| Set tasks |
A: According to the earnings call excerpt, which ordering and buying season for Contractor Solutions is expected to reveal a lot about volume?
B: Please translate this sentence from the earnings call excerpt into Spanish: "The team is doing a great job talking to customers, understanding what their stocking levels are across segments."

| Page extract |
────────────────

So you won’t have that pick up, so to speak, opportunity, unless we see another step up in cost. And we need to take action outside of just our normal annual price increases which we implement this time of year. So pricing is going to continue to be a tailwind for us for a couple of quarters on the year-over-year. The volume, as Joe said, it’s a little bit of a wait and see. The team is doing a great job talking to customers, understanding what their stocking levels are across segments. I think our distributors are being careful in overstocking. There’s been a little bit of destocking, and I think that slowed down volume a little bit. And I think inventories continue to be right-sized. So as Joe said, the February and especially into March ordering and buying season for Contractor Solutions will tell us a lot.
And on the call we have in May with our fiscal year results, we’ll have a much better sense of how that looks, of course.
Jon Tanwanteng: Got it. Last for me just the working capital improvements as supply improves. How much excess are you carrying right now? What kind of cash can you throw off, assuming you get to your optimized levels?
James Perry: Yes, it’s a great question, Jon. This is still James. It’s hard to put a specific number on it, because it’s going to vary week-to-week and month-to-month. Our teams do a really good job. When you look back, you use things like days on hand. And we know what those metrics look like. And they bump around a little bit. Part of that, like I said, is seasonality and just stocking down and up for the seasons. But we really have a forward look, and our businesses do a good job looking product-by-product, how much they think they need to hold, especially that product that comes from overseas. While shipping times have slowed down or have gotten shorter, I’m sorry, it still takes a while to get product. So you can’t produce a lot of this overnight.

────────────────

| Collected data |
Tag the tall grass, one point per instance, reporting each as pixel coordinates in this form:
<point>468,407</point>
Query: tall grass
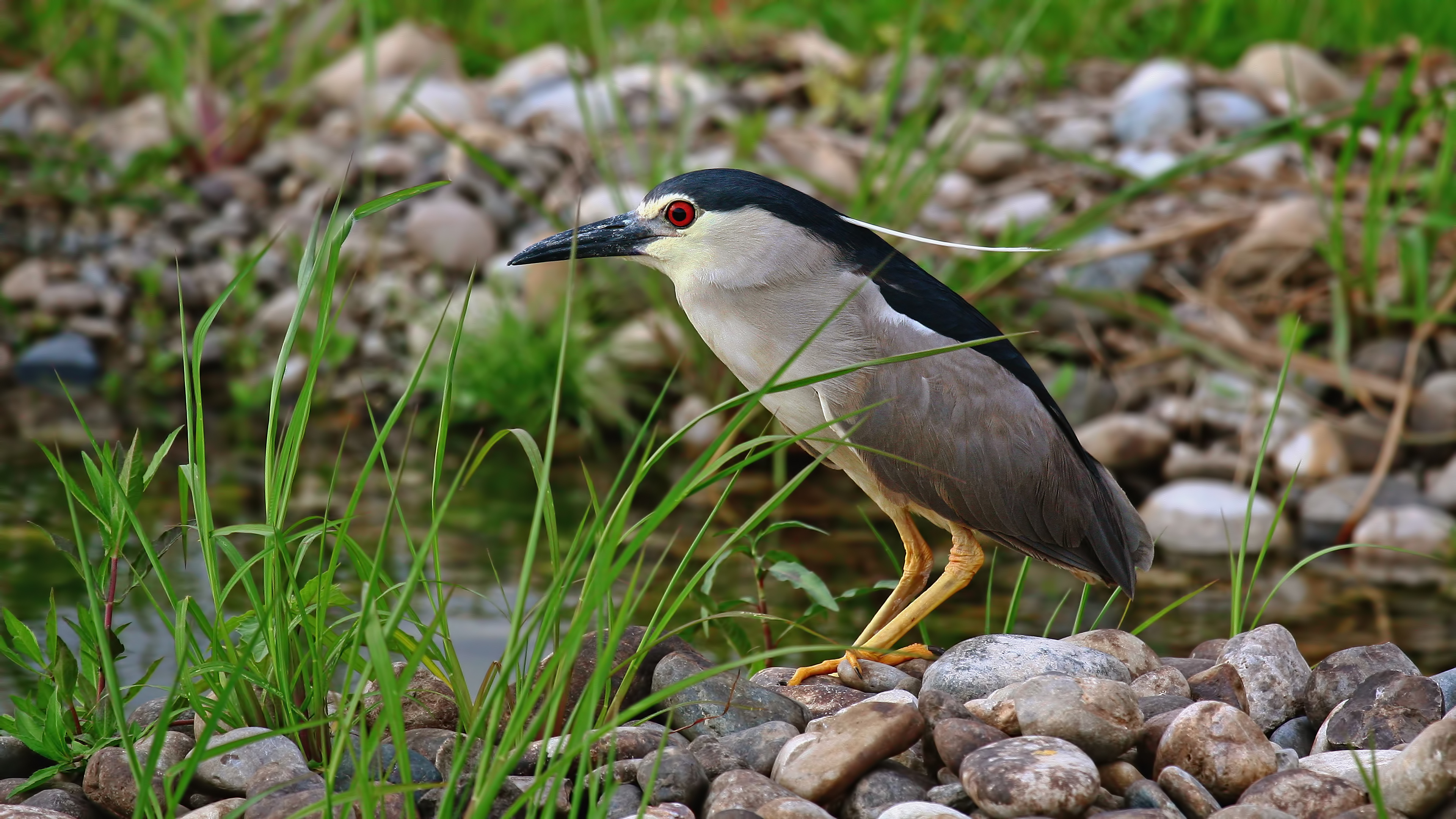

────────────────

| Answer list |
A: The February and especially March ordering and buying season.

B: El equipo está haciendo un gran trabajo hablando con los clientes, entendiendo cuáles son sus niveles de existencias en los distintos segmentos.